» **SCHRIFTLICHE AUFGABE**
Setze die Zeilen aus den Einträgen unten in eine nummerierte Liste. Fang bei der Zeile mit „building in fog.“ an, hör nach der Zeile mit „[86,177,131,211]“ auf, nimm nur diese Zeilen und lass Leerzeilen weg.

» **VORLIEGENDE DATEN**
________________
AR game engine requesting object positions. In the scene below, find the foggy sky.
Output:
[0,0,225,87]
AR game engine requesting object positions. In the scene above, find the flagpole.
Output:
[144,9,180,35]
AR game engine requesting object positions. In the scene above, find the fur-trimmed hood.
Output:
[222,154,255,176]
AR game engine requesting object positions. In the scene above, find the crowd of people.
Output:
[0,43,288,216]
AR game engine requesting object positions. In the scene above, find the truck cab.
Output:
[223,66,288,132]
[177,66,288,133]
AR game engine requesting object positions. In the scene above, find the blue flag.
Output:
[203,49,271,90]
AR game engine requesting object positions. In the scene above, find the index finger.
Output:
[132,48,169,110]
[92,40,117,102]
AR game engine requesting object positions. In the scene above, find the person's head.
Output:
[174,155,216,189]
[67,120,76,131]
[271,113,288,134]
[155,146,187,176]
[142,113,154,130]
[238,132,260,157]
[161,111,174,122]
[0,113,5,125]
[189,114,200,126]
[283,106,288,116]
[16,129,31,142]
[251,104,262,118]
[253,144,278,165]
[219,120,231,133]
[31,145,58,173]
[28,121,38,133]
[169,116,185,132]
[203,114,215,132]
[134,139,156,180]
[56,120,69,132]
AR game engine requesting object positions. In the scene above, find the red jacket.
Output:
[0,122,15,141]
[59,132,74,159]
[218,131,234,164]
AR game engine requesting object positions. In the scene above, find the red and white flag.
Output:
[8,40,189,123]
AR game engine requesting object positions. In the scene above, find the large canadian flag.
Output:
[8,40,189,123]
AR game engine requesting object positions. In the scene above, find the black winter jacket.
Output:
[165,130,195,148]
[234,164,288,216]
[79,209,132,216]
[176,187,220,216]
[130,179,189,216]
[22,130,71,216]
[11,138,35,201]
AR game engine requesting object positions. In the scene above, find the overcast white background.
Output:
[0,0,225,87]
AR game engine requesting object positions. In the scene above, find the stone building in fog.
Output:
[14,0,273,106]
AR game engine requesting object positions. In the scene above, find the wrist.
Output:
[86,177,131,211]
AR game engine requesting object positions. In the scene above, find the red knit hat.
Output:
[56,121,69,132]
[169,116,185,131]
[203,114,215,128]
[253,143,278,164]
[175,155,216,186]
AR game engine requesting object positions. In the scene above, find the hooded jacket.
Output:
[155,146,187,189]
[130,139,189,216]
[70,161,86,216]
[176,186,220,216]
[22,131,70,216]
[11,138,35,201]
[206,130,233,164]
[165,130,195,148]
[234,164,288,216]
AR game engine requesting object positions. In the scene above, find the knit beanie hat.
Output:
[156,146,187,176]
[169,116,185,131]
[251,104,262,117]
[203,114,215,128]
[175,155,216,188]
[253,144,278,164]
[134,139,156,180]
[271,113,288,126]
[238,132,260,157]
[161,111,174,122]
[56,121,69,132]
________________
» **DIE ANTWORT**
1. AR game engine requesting object positions. In the scene above, find the stone building in fog.
2. Output:
3. [14,0,273,106]
4. AR game engine requesting object positions. In the scene above, find the wrist.
5. Output:
6. [86,177,131,211]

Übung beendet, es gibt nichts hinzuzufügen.